* **Brief**
The lines below starting at the line containing "<point>447,192</point>" and ending at the line containing "<point>424,493</point>" are to be repeated exactly, with both ends kept and nothing else added.
**** Data listing ****
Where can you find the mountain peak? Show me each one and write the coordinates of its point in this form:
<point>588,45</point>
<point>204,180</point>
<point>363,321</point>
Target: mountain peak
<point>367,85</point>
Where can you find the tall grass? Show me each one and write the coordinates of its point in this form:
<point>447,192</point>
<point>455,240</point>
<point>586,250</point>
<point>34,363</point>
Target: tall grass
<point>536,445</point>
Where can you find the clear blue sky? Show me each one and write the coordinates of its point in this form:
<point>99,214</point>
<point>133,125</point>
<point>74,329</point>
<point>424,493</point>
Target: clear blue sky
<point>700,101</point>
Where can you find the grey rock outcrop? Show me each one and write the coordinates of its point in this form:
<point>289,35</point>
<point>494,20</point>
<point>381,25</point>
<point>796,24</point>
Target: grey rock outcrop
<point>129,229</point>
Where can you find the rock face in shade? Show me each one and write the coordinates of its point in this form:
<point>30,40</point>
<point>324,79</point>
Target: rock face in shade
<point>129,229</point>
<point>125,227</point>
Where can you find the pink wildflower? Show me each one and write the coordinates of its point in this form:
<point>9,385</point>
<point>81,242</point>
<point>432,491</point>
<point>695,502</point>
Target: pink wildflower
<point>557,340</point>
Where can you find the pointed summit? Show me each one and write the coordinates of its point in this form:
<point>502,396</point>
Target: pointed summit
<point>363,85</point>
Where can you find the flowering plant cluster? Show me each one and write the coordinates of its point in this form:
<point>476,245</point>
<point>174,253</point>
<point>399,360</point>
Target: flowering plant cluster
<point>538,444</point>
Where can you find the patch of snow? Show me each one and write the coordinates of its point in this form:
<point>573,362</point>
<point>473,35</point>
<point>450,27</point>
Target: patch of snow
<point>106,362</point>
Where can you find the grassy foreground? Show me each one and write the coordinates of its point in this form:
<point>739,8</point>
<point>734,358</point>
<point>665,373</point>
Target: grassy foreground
****
* **Answer**
<point>447,192</point>
<point>455,240</point>
<point>586,250</point>
<point>34,363</point>
Target: tall grass
<point>536,445</point>
Where can you find the clear blue sky? Show me each one and write the coordinates of its point in this form:
<point>99,214</point>
<point>133,125</point>
<point>74,329</point>
<point>424,493</point>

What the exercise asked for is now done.